Type out the records below word for word, but leave the pictures out.

- _Source records_
################
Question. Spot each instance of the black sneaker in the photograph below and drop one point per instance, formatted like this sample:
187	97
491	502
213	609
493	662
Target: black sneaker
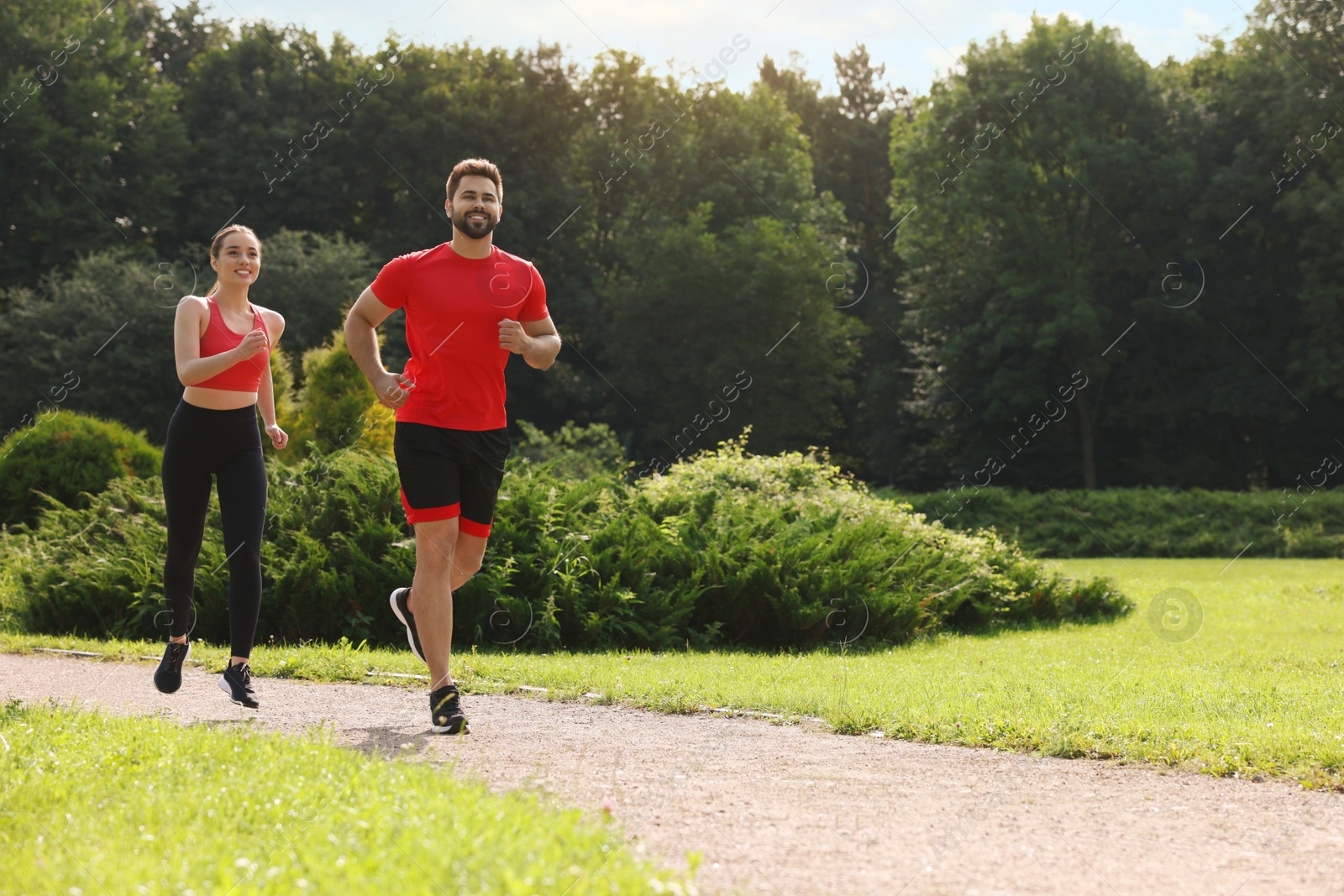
237	684
445	712
168	674
401	600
################
- _Written response_
Question. Spot each instance of the black sneaker in the photograph below and drop one point per instance, formatted like this sample:
187	97
491	502
213	609
493	662
Target: black sneaker
237	684
445	712
168	674
401	600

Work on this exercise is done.